## To be done
Please output every one of the records below verbatim, leaving out the pictures.

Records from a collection
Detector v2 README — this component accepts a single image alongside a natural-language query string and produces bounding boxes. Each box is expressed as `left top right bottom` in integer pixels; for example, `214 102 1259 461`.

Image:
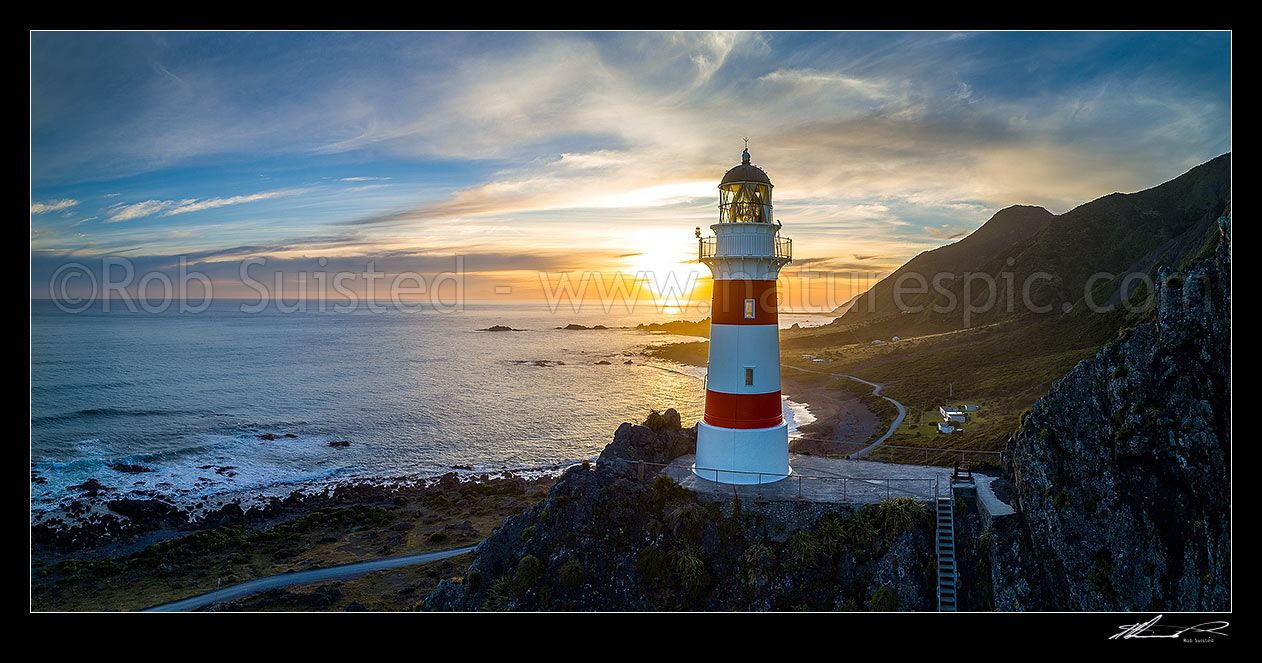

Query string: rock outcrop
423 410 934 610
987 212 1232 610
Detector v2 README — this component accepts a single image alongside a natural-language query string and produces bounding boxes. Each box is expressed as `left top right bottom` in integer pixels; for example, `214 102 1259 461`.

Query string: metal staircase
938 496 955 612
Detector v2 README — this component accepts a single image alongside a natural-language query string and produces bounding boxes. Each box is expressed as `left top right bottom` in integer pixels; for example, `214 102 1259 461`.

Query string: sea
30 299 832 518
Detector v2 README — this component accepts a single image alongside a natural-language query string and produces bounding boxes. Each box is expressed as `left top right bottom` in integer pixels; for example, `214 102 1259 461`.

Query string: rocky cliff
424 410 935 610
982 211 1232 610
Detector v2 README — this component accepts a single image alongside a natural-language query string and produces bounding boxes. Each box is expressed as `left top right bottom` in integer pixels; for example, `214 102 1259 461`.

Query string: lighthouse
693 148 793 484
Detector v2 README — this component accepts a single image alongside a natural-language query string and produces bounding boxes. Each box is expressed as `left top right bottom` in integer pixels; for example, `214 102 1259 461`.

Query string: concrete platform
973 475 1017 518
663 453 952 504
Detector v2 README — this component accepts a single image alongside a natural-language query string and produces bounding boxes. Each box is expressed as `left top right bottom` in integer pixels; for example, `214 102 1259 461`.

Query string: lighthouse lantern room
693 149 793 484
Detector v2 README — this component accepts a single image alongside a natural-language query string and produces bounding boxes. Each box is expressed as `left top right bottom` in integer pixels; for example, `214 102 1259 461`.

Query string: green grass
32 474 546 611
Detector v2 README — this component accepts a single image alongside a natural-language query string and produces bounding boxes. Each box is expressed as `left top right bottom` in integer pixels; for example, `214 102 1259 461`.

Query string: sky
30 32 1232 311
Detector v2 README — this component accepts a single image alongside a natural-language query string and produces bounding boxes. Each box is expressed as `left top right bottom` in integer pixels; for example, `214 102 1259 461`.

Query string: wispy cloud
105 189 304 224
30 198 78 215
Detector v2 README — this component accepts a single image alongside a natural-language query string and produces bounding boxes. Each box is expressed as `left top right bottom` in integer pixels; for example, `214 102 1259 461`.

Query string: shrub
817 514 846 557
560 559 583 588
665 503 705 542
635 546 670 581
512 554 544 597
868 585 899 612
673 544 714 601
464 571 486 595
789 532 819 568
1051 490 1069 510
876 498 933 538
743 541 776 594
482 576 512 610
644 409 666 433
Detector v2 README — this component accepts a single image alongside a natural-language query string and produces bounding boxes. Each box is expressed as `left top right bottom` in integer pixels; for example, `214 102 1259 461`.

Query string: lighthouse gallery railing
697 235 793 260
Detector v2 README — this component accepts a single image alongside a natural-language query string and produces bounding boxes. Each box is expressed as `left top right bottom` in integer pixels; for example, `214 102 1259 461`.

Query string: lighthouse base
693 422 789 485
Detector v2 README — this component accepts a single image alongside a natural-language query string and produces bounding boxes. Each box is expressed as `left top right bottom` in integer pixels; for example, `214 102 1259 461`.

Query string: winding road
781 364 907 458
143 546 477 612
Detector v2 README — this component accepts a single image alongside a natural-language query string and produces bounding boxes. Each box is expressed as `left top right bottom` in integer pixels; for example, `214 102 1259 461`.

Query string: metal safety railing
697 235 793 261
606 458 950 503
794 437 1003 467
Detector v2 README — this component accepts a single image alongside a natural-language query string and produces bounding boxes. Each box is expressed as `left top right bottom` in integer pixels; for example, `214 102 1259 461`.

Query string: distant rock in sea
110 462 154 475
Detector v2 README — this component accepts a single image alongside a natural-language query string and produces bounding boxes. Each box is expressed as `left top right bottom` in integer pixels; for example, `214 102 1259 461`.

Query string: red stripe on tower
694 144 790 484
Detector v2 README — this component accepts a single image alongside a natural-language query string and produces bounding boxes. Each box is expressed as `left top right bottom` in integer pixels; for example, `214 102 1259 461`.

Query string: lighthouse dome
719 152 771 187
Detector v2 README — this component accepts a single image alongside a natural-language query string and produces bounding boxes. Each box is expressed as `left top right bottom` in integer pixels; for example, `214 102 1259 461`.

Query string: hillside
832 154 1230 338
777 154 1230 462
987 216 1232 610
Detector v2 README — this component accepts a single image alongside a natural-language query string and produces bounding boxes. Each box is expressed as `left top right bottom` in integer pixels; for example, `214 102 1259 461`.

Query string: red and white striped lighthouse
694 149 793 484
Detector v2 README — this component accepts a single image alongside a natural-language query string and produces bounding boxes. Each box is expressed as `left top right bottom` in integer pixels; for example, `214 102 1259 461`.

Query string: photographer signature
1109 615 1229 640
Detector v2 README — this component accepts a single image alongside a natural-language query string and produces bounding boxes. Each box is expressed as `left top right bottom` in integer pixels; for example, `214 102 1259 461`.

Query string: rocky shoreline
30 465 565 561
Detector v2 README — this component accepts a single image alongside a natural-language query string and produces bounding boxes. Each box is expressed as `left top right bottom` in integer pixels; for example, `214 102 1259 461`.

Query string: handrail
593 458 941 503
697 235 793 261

## Response for this exercise
Detector v2 README — this component accepts a single image alongside a natural-language query string and produces bounding boxes. Each box is expressed as `left top right bottom` in integer pixels; for example, `214 102 1259 461`.

Image:

Query string: rock outcrop
423 410 934 610
987 212 1232 610
Detector v2 README — this component accepts a single image alongside a natural-language query string and produces bounding boxes. Each box is expressed as `left top right bottom` in integer pixels; for example, `214 102 1259 461`.

Query string: metal staircase
938 496 955 612
Detector v2 README — this component accepts a single image alongside a natural-language query string and produces bounding boxes. Each box is expressed as `left top right bottom` in integer pixels; for example, `214 102 1259 461`.

Query string: sea
30 299 832 518
Detector v2 README — this component accepts a single image alongside a natural-language query string and produces bounding boxes. Each box is expressed as `left top right bottom` in integer pixels; for example, `214 102 1259 461`.

Query string: rocky cliff
424 410 935 610
982 211 1232 610
Detector v2 README — this component accepts a single image alongside a natural-language query string and produces bounding boxes. Each box is expressed as `left top right bottom` in integer pixels; for example, `214 102 1259 461`.

Query string: lighthouse
693 148 793 484
Detector v2 README — this component accepts a single image alongside a natural-language query string and produces bounding boxes. Each box is expressed as `left top right bottom` in integer pixels; for example, `214 102 1259 461`.

Query string: concrete platform
973 475 1017 518
663 453 952 504
Detector v2 README — this component accepts a single image alongside a natural-language query string and produces bounding boxes. Each box is expressed as `left top right bottom` in integer pixels; for example, `214 102 1259 461`.

Query string: lighthouse lantern room
693 149 793 484
Detector v2 README — this component accepts a single image alongside a natural-language query string and produces bounding boxes. Each box is expressed as `left top right bottom` in integer pixels; for example, `214 102 1259 461`.

Query string: green grass
32 474 546 611
Detector v2 README — this component accepts a single image alongside a natural-language query string and produces bounding boxes. Each box is expressed as `left top right bottom` in integer pixels; for example, `214 102 1259 461`.

Query string: sky
30 32 1232 311
Detector v2 README — this component accepts a single image alongside a natural-language query string and produces bounding boxes. Each box is expressed as `left top right bottom` in integer pixels; for example, `214 102 1259 461`.

Query string: wispy cloud
105 189 304 224
30 198 78 215
Detector v2 README — this component accepts a single image alongside a natural-language query string and produces bounding boxes. Each box is expressed as `left top right bottom` in integer pixels; for example, `214 102 1259 461`.

Query string: shrub
817 514 846 557
560 559 583 588
665 503 705 542
635 546 670 581
512 554 544 597
868 585 899 612
673 544 714 601
464 571 486 595
789 532 819 568
1051 490 1069 510
876 498 933 538
743 541 776 594
482 576 512 610
644 409 666 433
Detector v2 README — this component accepts a single image alongside a natural-language query string and produces bounding boxes. Each box is expressed as `left top right bottom` in integer pixels; for example, `214 102 1259 461`.

Query string: lighthouse gallery railing
697 235 793 260
Detector v2 README — this component accepts a single image alongside a natural-language query string and produces bounding boxes. Each box is expressed as `left top right bottom` in integer pixels; for example, `214 102 1259 461`.

Query string: lighthouse base
693 422 789 485
Detector v2 README — this component accepts a single image alongside a natural-language query string and produces bounding boxes. Each box is expressed as `left top right bottom` in integer pixels; for example, `214 102 1259 461`.

Query string: winding road
781 364 907 458
143 546 477 612
Detector v2 README — this component accepts a single image alongside a natural-language query string and produces bounding boxes. Each box is expressed as `left top right bottom` in integer pixels; for example, `214 102 1259 461`.

Query string: metal safety railing
697 235 793 261
606 458 950 503
794 437 1003 467
Detector v2 README — this component accepts a single image alongside a natural-language query string and produces bounding boxes. Each box is expressed as `left top right bottom` in integer pixels; for example, `214 102 1259 461`.

Query string: distant rock in sea
110 462 154 475
Detector v2 README — this component accepts a single image alongside a natural-language query string and produces bounding boxes. Each box is expressed as `left top right bottom` in integer pixels; for example, `214 102 1259 461`.

Query string: red stripe on tower
694 144 790 484
Detector v2 README — this component accepts a single image alongside a natural-language query string and produces bounding boxes. Each box is expressed as `left top right bottom` in integer pixels; for example, `214 102 1259 461`.

Query string: lighthouse dome
719 152 771 187
Detector v2 README — this component accepts a single image alongside a natural-language query string and produces bounding boxes. Each box is expressed as `left top right bottom` in integer pixels; for example, `214 102 1259 461`.

Query string: hillside
832 154 1230 338
777 154 1230 462
987 216 1232 610
Detector v2 README — this component accepts a single image alongside a natural-language query string and produces bounding boxes. Each box is expressed as `left top right bottom` in integer pixels; for example, `214 102 1259 461`.

Query string: red and white striped lighthouse
694 149 793 484
Detector v2 README — this component accepts a single image alongside a natural-language query string and produces bounding boxes. Each box is expressed as `left top right bottom` in integer pixels; for example, `214 102 1259 461`.

Query string: photographer signature
1109 615 1229 640
Detector v2 README — this component accepts a single image alongside a natural-language query string and produces bounding boxes. Each box is expressed as `left top right bottom` in integer pixels; for example, `214 102 1259 461`.

Query string: rocky shoreline
30 465 565 561
Detector v2 README — this component accepts a single image alongside a natural-language query string and produces bounding boxes. Each box is expressed as `left top right bottom` in integer pixels; for example, `214 102 1259 461`.

Query string: handrail
593 458 941 503
697 235 793 261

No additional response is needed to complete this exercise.